In the entries below, the word "instance" appears on some lines. Copy each of those lines.
──────────────────────────────
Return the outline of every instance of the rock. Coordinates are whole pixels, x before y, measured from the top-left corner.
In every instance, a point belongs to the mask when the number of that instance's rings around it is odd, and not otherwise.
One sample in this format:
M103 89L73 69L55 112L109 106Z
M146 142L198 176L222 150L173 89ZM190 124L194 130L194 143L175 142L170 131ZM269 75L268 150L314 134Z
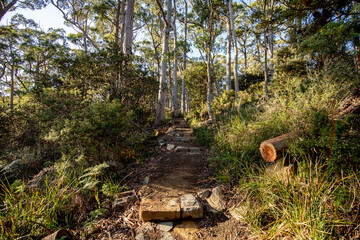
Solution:
M195 239L195 233L199 230L195 222L184 221L182 224L174 228L174 232L178 234L181 239Z
M159 138L158 139L158 144L159 144L160 147L163 147L163 146L166 145L166 142L164 141L164 139Z
M203 191L198 192L197 195L200 199L204 200L205 198L210 197L211 191L209 189L205 189Z
M122 208L126 208L131 201L136 198L134 191L126 191L118 194L117 198L112 204L114 211L118 211Z
M141 232L138 235L136 235L135 240L145 240L144 233Z
M176 240L176 238L174 238L173 235L171 235L171 233L165 232L165 233L161 236L160 240Z
M140 219L144 222L152 220L180 219L179 198L143 198L140 204Z
M136 230L136 233L137 234L146 233L146 232L151 232L152 230L153 230L153 226L151 222L146 222L143 225L141 225L139 229Z
M175 135L175 131L172 127L170 127L166 132L167 135L169 136L174 136Z
M163 231L163 232L170 232L173 229L174 223L173 222L161 222L156 226L156 229Z
M180 197L182 218L202 218L204 211L194 195L187 194Z
M144 180L143 180L143 184L144 185L147 185L147 184L149 184L149 182L150 182L150 177L149 176L146 176L145 178L144 178Z
M208 197L206 200L210 207L216 211L221 212L225 209L225 201L223 200L221 187L219 186L212 189L210 197Z
M167 144L166 149L171 151L175 149L175 144Z
M240 206L230 209L230 215L237 221L244 221L249 209L247 206Z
──────────────────────────────
### EXERCISE RESPONSE
Return the outline of every instance of the rock. Coordinates are whole pixels, x before y, measured from the top-left corner.
In every instance, a point belongs to the mask when the number of that instance's rings around it is odd, and not otherwise.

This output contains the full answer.